Requirements: Rewrite everything from the start of the listing down through the line that contains "[(485, 180), (973, 172)]", switching every "one point per instance" to "one point per item" and keeping all else the same. Leave the pictures out of your answer.

Provided records:
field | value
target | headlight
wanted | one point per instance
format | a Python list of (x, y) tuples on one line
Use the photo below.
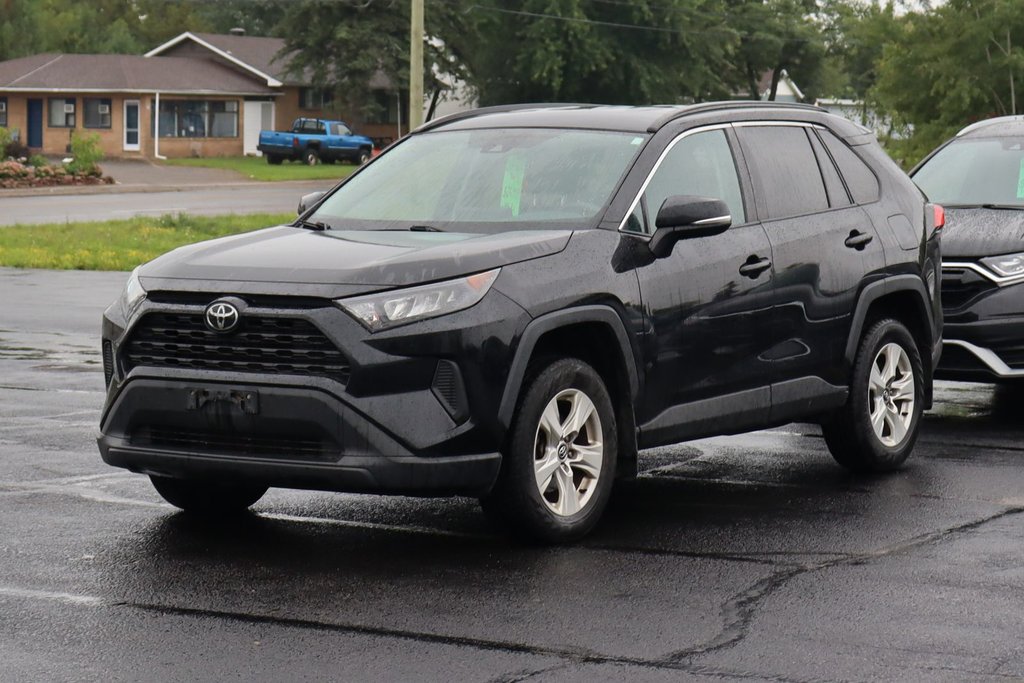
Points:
[(387, 309), (132, 296), (1009, 265)]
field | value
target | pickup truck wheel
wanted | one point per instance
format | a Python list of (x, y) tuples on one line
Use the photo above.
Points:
[(878, 427), (559, 465), (207, 497)]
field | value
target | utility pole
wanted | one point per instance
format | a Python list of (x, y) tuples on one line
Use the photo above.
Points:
[(416, 66)]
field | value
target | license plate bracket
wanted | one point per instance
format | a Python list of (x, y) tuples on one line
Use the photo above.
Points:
[(245, 399)]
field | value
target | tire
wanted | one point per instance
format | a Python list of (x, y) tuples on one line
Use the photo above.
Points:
[(207, 497), (888, 358), (537, 443)]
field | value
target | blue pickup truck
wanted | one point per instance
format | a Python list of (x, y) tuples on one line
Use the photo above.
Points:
[(315, 140)]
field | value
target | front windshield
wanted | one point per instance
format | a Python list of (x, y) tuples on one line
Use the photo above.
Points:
[(485, 180), (973, 172)]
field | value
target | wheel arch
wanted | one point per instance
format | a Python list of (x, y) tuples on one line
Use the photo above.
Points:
[(606, 347), (903, 298)]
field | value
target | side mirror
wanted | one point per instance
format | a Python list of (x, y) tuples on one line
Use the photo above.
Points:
[(683, 217), (309, 200)]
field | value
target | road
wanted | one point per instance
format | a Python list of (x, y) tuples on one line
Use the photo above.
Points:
[(742, 557), (248, 198)]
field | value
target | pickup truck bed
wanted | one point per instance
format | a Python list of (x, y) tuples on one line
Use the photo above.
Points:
[(315, 140)]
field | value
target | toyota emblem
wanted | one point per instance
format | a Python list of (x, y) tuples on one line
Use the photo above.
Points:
[(221, 316)]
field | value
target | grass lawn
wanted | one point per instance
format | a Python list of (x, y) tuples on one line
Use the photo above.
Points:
[(117, 245), (257, 168)]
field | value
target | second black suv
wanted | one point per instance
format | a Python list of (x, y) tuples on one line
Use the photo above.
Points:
[(510, 303)]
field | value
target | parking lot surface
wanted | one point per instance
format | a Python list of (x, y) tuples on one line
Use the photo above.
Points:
[(741, 557)]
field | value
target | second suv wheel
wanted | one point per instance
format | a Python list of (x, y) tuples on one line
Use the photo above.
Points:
[(557, 471), (878, 427)]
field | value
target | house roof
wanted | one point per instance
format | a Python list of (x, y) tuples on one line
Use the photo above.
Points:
[(125, 73), (261, 56)]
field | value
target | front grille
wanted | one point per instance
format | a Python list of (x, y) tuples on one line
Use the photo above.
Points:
[(297, 446), (262, 344), (961, 287)]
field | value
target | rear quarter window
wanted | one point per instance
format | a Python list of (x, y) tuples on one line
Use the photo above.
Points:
[(859, 177)]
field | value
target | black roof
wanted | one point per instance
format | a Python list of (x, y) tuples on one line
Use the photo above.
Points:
[(627, 119)]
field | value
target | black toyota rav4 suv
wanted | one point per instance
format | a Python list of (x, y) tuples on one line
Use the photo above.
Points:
[(509, 303)]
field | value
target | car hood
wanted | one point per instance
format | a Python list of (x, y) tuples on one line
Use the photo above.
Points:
[(351, 260), (977, 232)]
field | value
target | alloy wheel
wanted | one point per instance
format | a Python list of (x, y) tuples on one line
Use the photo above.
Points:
[(568, 452), (891, 394)]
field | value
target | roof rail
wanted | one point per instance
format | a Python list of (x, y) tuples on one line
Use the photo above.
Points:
[(686, 110), (497, 109), (989, 122)]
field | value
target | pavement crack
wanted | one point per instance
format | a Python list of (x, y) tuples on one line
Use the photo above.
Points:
[(739, 610)]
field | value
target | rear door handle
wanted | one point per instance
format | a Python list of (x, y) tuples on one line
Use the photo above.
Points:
[(858, 240), (754, 266)]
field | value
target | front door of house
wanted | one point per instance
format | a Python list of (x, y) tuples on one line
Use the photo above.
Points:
[(35, 124), (131, 125)]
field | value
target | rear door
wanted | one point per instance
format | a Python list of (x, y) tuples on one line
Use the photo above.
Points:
[(708, 304), (822, 247)]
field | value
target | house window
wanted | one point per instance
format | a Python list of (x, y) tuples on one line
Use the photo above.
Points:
[(315, 98), (96, 113), (61, 113), (198, 118)]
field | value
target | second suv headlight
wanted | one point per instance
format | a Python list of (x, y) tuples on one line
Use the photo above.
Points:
[(132, 296), (1008, 265), (387, 309)]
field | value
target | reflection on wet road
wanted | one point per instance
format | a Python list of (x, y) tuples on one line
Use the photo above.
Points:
[(749, 556)]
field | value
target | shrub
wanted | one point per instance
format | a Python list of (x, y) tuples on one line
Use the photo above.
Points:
[(86, 153)]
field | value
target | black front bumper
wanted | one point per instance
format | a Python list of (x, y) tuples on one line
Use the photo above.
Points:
[(290, 436)]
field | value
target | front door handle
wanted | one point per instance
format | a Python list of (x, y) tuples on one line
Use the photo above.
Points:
[(754, 266), (858, 240)]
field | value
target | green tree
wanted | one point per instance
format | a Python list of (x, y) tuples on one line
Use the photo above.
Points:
[(960, 62)]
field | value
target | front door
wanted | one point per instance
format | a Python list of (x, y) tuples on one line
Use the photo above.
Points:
[(709, 304), (35, 124), (131, 126)]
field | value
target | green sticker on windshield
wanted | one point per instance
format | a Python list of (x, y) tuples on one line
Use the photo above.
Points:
[(515, 167)]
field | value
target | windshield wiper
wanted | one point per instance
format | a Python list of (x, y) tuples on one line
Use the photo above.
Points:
[(313, 225), (997, 207)]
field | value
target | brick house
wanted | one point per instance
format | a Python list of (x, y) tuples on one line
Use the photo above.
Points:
[(213, 92)]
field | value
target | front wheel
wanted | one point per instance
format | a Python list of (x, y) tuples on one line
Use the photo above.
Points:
[(878, 427), (207, 497), (558, 468)]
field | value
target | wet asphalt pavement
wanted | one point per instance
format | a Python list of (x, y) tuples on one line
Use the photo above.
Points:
[(738, 557)]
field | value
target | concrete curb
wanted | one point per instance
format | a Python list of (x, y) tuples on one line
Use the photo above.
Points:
[(129, 189)]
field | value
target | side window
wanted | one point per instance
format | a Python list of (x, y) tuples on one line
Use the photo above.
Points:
[(838, 197), (700, 164), (785, 173), (859, 178)]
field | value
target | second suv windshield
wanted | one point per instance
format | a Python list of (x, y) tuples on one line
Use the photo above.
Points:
[(975, 172), (485, 180)]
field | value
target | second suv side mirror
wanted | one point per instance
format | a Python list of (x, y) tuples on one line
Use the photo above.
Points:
[(309, 200), (684, 216)]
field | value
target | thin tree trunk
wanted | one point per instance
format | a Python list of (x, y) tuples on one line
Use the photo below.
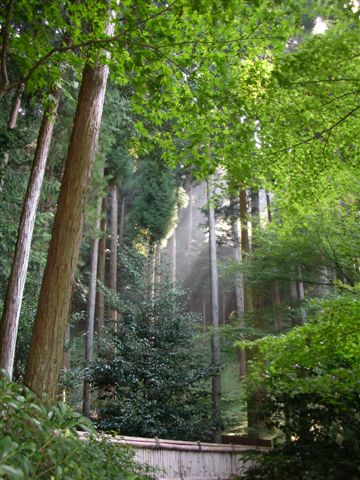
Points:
[(223, 307), (277, 305), (190, 224), (245, 246), (15, 289), (113, 250), (44, 359), (276, 288), (239, 282), (122, 220), (89, 346), (100, 301), (11, 125), (66, 358), (301, 297), (173, 257), (215, 339), (157, 267), (151, 272), (5, 34), (204, 314)]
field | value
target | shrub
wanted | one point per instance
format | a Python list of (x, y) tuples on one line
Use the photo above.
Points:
[(41, 441), (310, 387)]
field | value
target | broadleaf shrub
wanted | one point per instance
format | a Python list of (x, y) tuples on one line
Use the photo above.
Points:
[(41, 441), (309, 379)]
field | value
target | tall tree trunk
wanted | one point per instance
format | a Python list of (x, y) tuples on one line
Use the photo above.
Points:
[(122, 220), (90, 324), (255, 420), (239, 281), (190, 218), (276, 289), (44, 359), (245, 245), (173, 257), (301, 297), (100, 301), (215, 339), (66, 364), (11, 125), (15, 289), (113, 250), (151, 272), (257, 295), (157, 267)]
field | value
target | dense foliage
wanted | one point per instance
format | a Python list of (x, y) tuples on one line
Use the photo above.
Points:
[(154, 380), (309, 387), (41, 441)]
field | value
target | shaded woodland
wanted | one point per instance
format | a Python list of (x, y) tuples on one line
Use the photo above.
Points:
[(179, 231)]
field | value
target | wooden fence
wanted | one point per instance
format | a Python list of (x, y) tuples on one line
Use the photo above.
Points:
[(177, 460)]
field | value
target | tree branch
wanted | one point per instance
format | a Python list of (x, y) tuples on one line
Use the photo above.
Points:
[(5, 45), (326, 130)]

Final result:
field | value
target | headlight
wanted | one point per item
format | a Python list of (x, y) tuples on one line
Use the photo below.
Points:
[(387, 309), (132, 296), (1009, 265)]
field | value
target | pickup truck wheel
wanted | one point per item
format | a Python list of (x, y) tuples on one line
Use the photo above.
Points:
[(878, 427), (559, 465), (207, 497)]
field | value
target | utility pole
wanted | one point per item
format | a Python list of (x, y) tuples on one line
Use the photo above.
Points:
[(416, 66)]
field | value
target | license plate bracket
wanted | one point per item
format | a Python list of (x, y) tuples on one line
Use the photo above.
Points:
[(245, 399)]
field | value
target | tire
wanted | one point per item
format | a Python list of (x, y) tuples on one line
Use the photo above.
Points:
[(207, 497), (888, 358), (537, 443)]
field | value
target | blue pickup truck
wanted | one point per item
format | a Python list of (x, y) tuples on one line
Use the photo above.
Points:
[(315, 140)]
field | value
target | front windshield
wanted | one point per item
format | a Python list of (x, y) tuples on one line
Use the photo above.
Points:
[(485, 180), (973, 172)]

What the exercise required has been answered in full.